● TRAVAIL DEMANDÉ: Recopiez mot pour mot, dans le passage sur l'arthrose de la main, tout ce qui va de "Étiopathogénie" jusqu'à "au membre dominant.".

● EXTRAIT DU DOCUMENT:
Étiopathogénie
Génétique. Le risque relatif est doublé chez la sœur d’une femme souffrant d’une arthrose et multiplié par 6 chez une jumelle homozygote.
Autres facteurs. Un surpoids défini par un IMC > 27,4 semble associé à l’arthrose des IPP avec un OR à 1,4 (IC à 95 % : 1,2-1,7) après ajustement pour l’âge, le sexe et le tabagisme.5 Pour les IPP, lien connu avec certaines activités manuelles ou professionnelles (coiffeur, dentiste, tennis…). En revanche, pas de lien pour les IPD. La main d’un patient paralysé ne développe pas d’arthrose clinique ni radiologique. La maladie est plus importante au membre dominant.
La physiopathologie ne diffère pas de celle de l’arthrose commune : détérioration du cartilage, changements morphologiques de l’os sous-chondral et parfois inflammation synoviale. Deux grandes formes sont décrites : érosive et non érosive.
Atteinte des MP, IPP, IPD
– douleurs souvent modérées de la face dorsale des articulations, d’horaire mécanique, à l’utilisation des doigts. Évoluant soit de façon chronique, soit par poussées d’allure inflammatoire accompagnées d’un dérouillage matinal de quelques minutes, elles sont entrecoupées de phases de rémission, même si la destruction articulaire radiologique est importante, donc sans parallélisme radio-clinique ;
– dysesthésies, engourdissement des extrémités digitales ;
– gonflement articulaire (synoviale et ostéophytes) ;
– déformation latérale et dorsale par des nodules pouvant toucher plusieurs doigts : Heberden sur l’IPD et Bouchard sur l’IPP ;
– désaxation latérale de l’articulation ;
– mobilité réduite par destruction du cartilage, à l’origine d’un enraidissement ;
– pseudokyste dit mucoïde, essentiellement en regard de l’IPD.
Clinique de la rhizarthrose
Éliminer les diagnostics différentiels
Certaines affections sont à écarter. La polyarthrite rhumatoïde touche de façon assez symétrique poignets, MP (2e et 3e généralement), IPP avec, le plus souvent respect des IPD, et ce chez des femmes du même âge. Les douleurs sont inflammatoires. Déminéralisation épiphysaire en bande, érosions péri- articulaires, pincement articulaire sont évocateurs.
Le rhumatisme psoriasique (RP) est parfois difficile à identifier, d’autant que les lésions cutanées peuvent ne pas être visibles. L’atteinte de 3 articulations d’un même rayon est très hautement spécifique. Le rhumatisme à apatite est évoqué devant des calcifications tendineuses, aux doigts en particulier ; le syndrome régional douloureux complexe (ex-algodystrophie) se manifeste par des gonflements (
En cas de doute, un scanner permet d’éliminer une fracture.

● LIGNES EXTRAITES:
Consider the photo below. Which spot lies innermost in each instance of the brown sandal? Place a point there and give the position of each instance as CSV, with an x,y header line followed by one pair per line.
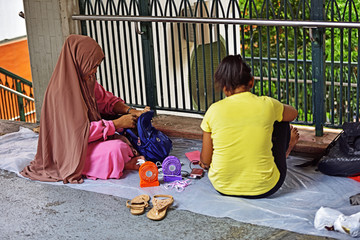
x,y
138,204
160,207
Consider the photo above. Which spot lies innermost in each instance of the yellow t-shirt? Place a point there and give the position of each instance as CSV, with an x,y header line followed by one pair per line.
x,y
241,129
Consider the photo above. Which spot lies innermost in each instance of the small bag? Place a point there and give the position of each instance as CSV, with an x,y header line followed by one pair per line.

● RÉPONSE ATTENDUE:
Étiopathogénie
Génétique. Le risque relatif est doublé chez la sœur d’une femme souffrant d’une arthrose et multiplié par 6 chez une jumelle homozygote.
Autres facteurs. Un surpoids défini par un IMC > 27,4 semble associé à l’arthrose des IPP avec un OR à 1,4 (IC à 95 % : 1,2-1,7) après ajustement pour l’âge, le sexe et le tabagisme.5 Pour les IPP, lien connu avec certaines activités manuelles ou professionnelles (coiffeur, dentiste, tennis…). En revanche, pas de lien pour les IPD. La main d’un patient paralysé ne développe pas d’arthrose clinique ni radiologique. La maladie est plus importante au membre dominant.